# Pro Evo Wii



## cybershot (Mar 18, 2008)

Looking pretty fucking sweet, and even got an 8.6 from the yanks!

Some videos in there as well:

http://uk.wii.ign.com/articles/860/860254p1.html?RSSwhen2008-03-17_153900&RSSid=860254


----------



## King Biscuit Time (Mar 18, 2008)

Apparently, you can control the player on the ball with the nunchuck, while using the pointer on the Wiimote to direct a support player in to space - that could be brilliant if it feels right to do.


----------



## tommers (Mar 18, 2008)

> Offense is a bit more direct than defense though, as you've got the ability to directly control the ball-handler at any time using the analog stick,



yeeehaaaa!  go team america!


----------



## Kid_Eternity (Mar 18, 2008)

Ahem.


----------



## kained&able (Mar 19, 2008)

Offence???? ball handler????? leave our game alone with your inferior terminology you cunts!

that pro ev does look intresting though if it feels intuitive it will be amazing.


dave


----------



## Kid_Eternity (Mar 20, 2008)

Micro site is up: http://ms2.nintendo-europe.com/proevolutionsoccer2008/


----------

▸ Recorded information
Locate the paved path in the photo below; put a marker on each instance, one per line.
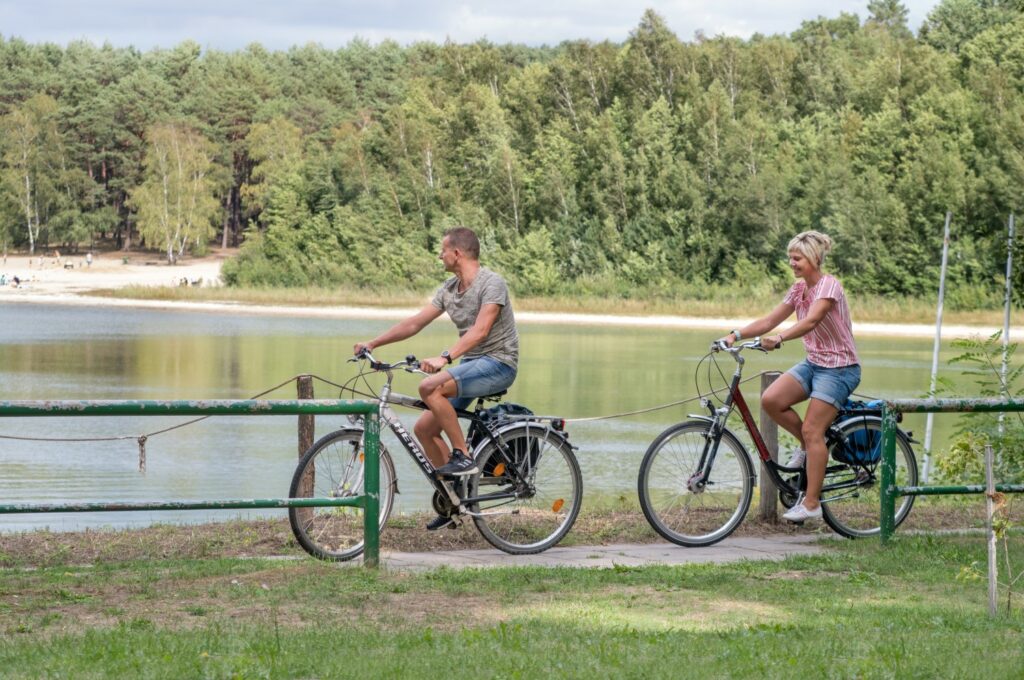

▸ Set of tasks
1 - Answer the following from the Pro Evo Wii thread:
(a) What score did cybershot say the game received?
(b) According to King Biscuit Time, what can the pointer on the Wiimote be used to do?
(c) What did Kid_Eternity report on Mar 20, 2008?
2 - From the Pro Evo Wii thread, extract everything from "## tommers (Mar" down to "Kid_Eternity (Mar 18, 2008)".

▸ Response list
1 -
(a) An 8.6.
(b) Direct a support player into space while the nunchuck controls the player on the ball.
(c) That the micro site is up, at http://ms2.nintendo-europe.com/proevolutionsoccer2008/.

2 -
## tommers (Mar 18, 2008)

> Offense is a bit more direct than defense though, as you've got the ability to directly control the ball-handler at any time using the analog stick,



yeeehaaaa!  go team america!


----------



## Kid_Eternity (Mar 18, 2008)